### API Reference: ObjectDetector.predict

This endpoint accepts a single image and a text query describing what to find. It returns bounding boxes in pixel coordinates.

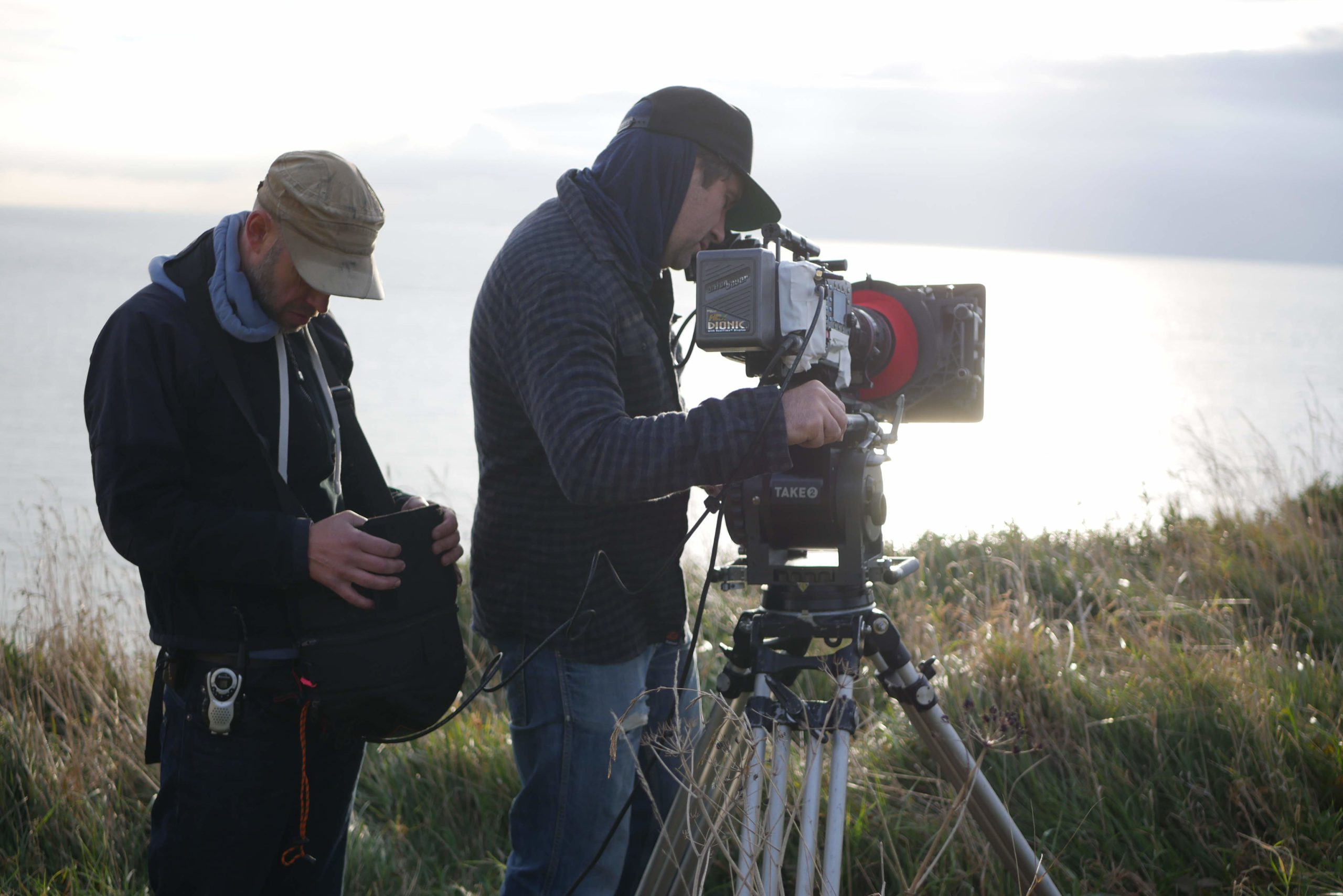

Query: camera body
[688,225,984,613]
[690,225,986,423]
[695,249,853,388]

□ □ □ □ □ □ □

#### The task:
Turn the lines above into a JSON list of strings, one string per line, skipping blank lines and leaving out the picture.

#### Finished task:
[
  "### API Reference: ObjectDetector.predict",
  "This endpoint accepts a single image and a text query describing what to find. It returns bounding boxes in pixel coordinates.",
  "Query: camera body",
  "[688,225,984,613]",
  "[690,225,986,423]",
  "[695,249,853,388]"
]